# What you are asked to do:
Retype every entry word for word.

━━━━━━━━━━━━━━━━━━━━

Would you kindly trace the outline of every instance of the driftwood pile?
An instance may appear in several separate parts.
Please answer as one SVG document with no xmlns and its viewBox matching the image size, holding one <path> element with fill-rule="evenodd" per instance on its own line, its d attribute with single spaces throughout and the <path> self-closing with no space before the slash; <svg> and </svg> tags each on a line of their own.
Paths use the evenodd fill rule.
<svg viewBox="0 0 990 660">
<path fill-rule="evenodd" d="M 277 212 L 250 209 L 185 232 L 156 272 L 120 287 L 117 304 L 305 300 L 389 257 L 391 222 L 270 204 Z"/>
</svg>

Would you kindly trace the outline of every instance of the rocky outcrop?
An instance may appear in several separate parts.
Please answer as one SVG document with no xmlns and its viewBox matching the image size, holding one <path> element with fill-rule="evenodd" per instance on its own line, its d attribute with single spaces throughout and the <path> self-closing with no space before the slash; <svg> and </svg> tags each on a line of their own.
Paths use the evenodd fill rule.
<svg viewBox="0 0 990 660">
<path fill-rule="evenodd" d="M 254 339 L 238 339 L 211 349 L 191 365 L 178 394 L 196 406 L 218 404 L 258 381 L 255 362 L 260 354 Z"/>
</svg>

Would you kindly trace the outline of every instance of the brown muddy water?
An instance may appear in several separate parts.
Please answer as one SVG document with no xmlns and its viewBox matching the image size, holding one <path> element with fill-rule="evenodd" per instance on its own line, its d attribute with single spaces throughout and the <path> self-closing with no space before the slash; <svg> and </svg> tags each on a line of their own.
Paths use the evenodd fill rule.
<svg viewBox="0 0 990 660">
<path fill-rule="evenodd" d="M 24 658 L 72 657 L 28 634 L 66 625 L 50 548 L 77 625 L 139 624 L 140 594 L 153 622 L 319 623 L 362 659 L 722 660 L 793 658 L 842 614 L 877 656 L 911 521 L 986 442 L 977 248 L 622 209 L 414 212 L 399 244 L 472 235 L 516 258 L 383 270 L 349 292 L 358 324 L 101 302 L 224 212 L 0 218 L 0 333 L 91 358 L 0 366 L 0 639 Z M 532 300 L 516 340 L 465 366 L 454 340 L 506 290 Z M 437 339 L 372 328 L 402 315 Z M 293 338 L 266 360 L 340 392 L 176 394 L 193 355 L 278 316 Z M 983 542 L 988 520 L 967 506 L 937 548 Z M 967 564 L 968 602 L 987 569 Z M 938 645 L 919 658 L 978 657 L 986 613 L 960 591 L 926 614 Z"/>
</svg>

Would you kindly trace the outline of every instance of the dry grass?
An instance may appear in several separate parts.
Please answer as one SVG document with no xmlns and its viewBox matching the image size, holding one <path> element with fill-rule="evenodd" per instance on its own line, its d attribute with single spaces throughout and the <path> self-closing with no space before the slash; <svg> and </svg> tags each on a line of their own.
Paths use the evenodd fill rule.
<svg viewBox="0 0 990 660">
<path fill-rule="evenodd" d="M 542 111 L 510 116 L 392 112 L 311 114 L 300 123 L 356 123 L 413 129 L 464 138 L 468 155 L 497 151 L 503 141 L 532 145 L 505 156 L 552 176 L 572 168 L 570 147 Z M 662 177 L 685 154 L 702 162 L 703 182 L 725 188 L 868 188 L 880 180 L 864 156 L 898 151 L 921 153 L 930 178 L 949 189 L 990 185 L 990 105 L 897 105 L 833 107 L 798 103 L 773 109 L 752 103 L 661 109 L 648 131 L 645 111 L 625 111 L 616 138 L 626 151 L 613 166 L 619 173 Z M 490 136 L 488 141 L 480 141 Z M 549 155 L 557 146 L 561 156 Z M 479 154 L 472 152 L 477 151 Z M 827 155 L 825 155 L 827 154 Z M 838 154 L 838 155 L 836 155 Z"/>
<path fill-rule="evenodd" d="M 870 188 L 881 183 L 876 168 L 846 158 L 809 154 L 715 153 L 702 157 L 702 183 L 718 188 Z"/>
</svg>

━━━━━━━━━━━━━━━━━━━━

# Task response:
Would you kindly trace the outline of every instance of the driftwood pile?
An instance may appear in several separate parts.
Please answer as one SVG document with no xmlns and its viewBox matching the image size, holding one <path> element with fill-rule="evenodd" per instance on its own line, its d attribute with single spaces throughout and the <path> self-closing with no space before the slash; <svg> and </svg> tags each on a line of their own.
Paths use the evenodd fill rule.
<svg viewBox="0 0 990 660">
<path fill-rule="evenodd" d="M 277 212 L 250 209 L 185 232 L 156 272 L 120 287 L 117 304 L 305 300 L 389 257 L 391 222 L 270 204 Z"/>
</svg>

Would you kindly trace the outline of every instance of the rocky outcrop?
An instance may appear in several separate parts.
Please answer as one SVG document with no xmlns and its viewBox matching the image size, holding one <path> element with fill-rule="evenodd" per instance on its own line, its d attribute with single spaces throughout and the <path> self-closing with no space before the slash; <svg> and </svg> tags each on a line of their own.
Paths use the evenodd fill rule.
<svg viewBox="0 0 990 660">
<path fill-rule="evenodd" d="M 254 339 L 238 339 L 211 349 L 191 365 L 178 394 L 196 406 L 218 404 L 258 381 L 255 362 L 260 354 Z"/>
</svg>

Would you kindly trace the outline of every instance of the brown muddy water?
An instance may appear in several separate parts.
Please answer as one SVG document with no xmlns and its viewBox matching the image size, holding one <path> element with fill-rule="evenodd" per instance on its own line, its d attribute with single spaces throughout and the <path> self-closing with no space before the slash; <svg> and </svg> tags each on a line of their own.
Paths use the evenodd fill rule.
<svg viewBox="0 0 990 660">
<path fill-rule="evenodd" d="M 24 658 L 72 657 L 28 634 L 66 625 L 50 548 L 77 625 L 139 624 L 140 594 L 153 622 L 319 623 L 362 659 L 722 660 L 793 658 L 842 614 L 877 656 L 911 521 L 986 442 L 977 248 L 622 209 L 414 212 L 399 244 L 472 235 L 516 258 L 383 270 L 349 292 L 358 324 L 101 302 L 224 212 L 0 218 L 0 333 L 91 358 L 0 366 L 0 639 Z M 532 300 L 516 340 L 465 366 L 454 340 L 506 290 Z M 437 339 L 372 328 L 402 315 Z M 293 338 L 266 360 L 340 392 L 176 394 L 193 355 L 278 316 Z M 983 542 L 988 520 L 967 506 L 937 548 Z M 967 564 L 968 602 L 987 569 Z M 938 645 L 919 658 L 978 657 L 986 613 L 960 591 L 926 614 Z"/>
</svg>

Would you kindly trace the outline of every instance of the dry grass?
An instance may appear in several separate parts.
Please answer as one SVG document with no xmlns and its viewBox matching the image size, holding one <path> element with fill-rule="evenodd" per instance on its own line, its d attribute with single spaces throughout and the <path> self-closing with no space before the slash; <svg> and </svg> tags each on a line of their own.
Paths use the evenodd fill rule.
<svg viewBox="0 0 990 660">
<path fill-rule="evenodd" d="M 542 111 L 510 116 L 392 112 L 311 114 L 300 123 L 356 123 L 413 129 L 464 138 L 468 155 L 497 151 L 503 141 L 532 145 L 505 156 L 552 176 L 572 168 L 570 147 Z M 662 177 L 685 154 L 702 162 L 703 182 L 725 188 L 868 188 L 880 180 L 864 156 L 898 151 L 921 153 L 930 178 L 949 189 L 990 185 L 990 105 L 897 105 L 833 107 L 798 103 L 773 109 L 752 103 L 661 109 L 648 131 L 645 111 L 625 111 L 616 138 L 626 151 L 613 166 L 619 173 Z M 490 136 L 488 141 L 480 141 Z M 549 155 L 557 146 L 561 156 Z M 479 154 L 472 152 L 477 151 Z M 827 155 L 825 155 L 827 154 Z M 838 154 L 838 155 L 836 155 Z"/>
<path fill-rule="evenodd" d="M 870 188 L 881 183 L 876 168 L 846 158 L 809 154 L 715 153 L 702 157 L 702 183 L 718 188 Z"/>
</svg>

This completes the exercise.